=== Source extract ===
Fungal phytostimulants

Fungi are considered integral components of the soil, existing in different forms and shapes (Yan et al., 2019). Some fungal species are pathogenic and are catastrophic to plant health, while some benefit the plants in numerous ways. Beneficial fungi act as a phytostimulant and play an essential role in the functioning of ecosystem as they progressively intervene various soil nutrient cycles and enhance water retention properties, making a positive impact not only on plant performance but also enhance abiotic and biotic stress tolerance in plants (Begum et al., 2019).

Classification of beneficial fungi

Beneficial fungi can be broadly classified into two main categories: plant growth-promoting fungi (PGPF) and mycorrhizal fungi (MF). MF establishes an intimate association with the roots of majority of land plants through the network of hyphae (arbuscules) and in turn consumes plant products like lipids and carbon substrates to accomplish their life cycle (Jiang et al., 2017). Based on the hyphal arrangement of MF within cortical tissues of plants, MF can be classified into three main types: (1) Endomycorrhiza forms intracellular arbuscules, for example, arbuscular mycorrhizal fungi (AMF), (2) ectomycorrhiza develops intercellular network of hyphae, and (3) ectendomycorrhiza is a combination of both intracellular and intercellular network of arbuscules (He et al., 2020; Tedersoo et al., 2020).

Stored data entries
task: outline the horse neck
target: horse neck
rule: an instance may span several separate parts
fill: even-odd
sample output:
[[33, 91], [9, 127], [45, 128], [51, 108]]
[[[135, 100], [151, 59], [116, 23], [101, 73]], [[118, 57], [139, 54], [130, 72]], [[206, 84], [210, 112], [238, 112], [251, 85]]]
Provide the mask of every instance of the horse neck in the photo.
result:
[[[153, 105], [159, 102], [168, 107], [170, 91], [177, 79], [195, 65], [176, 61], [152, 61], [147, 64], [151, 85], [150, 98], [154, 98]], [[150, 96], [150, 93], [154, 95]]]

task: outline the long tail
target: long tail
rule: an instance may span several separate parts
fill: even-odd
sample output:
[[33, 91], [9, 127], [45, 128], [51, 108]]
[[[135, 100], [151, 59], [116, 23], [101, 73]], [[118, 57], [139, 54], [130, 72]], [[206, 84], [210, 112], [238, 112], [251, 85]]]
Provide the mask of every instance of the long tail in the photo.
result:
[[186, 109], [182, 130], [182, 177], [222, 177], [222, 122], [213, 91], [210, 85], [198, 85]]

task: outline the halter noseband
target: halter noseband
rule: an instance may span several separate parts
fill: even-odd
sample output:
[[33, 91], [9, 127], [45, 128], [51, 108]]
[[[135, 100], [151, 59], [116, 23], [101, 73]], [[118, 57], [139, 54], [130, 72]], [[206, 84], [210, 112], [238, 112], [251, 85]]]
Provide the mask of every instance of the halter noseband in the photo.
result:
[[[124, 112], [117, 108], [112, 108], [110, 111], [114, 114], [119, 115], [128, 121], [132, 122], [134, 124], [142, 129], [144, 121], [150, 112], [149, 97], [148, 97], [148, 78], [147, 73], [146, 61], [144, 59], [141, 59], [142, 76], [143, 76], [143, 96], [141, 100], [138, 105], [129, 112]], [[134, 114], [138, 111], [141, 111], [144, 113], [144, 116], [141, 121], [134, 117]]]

=== Work task ===
Please rewrite the paragraph beginning "Beneficial fungi can be broadly classified" from the passage on fungal phytostimulants above as a short list, keeping its main facts.

=== Final answer ===
- Beneficial fungi fall into two main categories: plant growth-promoting fungi (PGPF) and mycorrhizal fungi (MF).
- MF form an intimate association with the roots of most land plants through a network of hyphae (arbuscules). In turn, they consume plant products such as lipids and carbon substrates to complete their life cycle.
- Based on how their hyphae are arranged within plant cortical tissues, MF have three main types:
  1. Endomycorrhiza forms intracellular arbuscules, for example arbuscular mycorrhizal fungi (AMF).
  2. Ectomycorrhiza develops an intercellular network of hyphae.
  3. Ectendomycorrhiza combines intracellular and intercellular networks of arbuscules.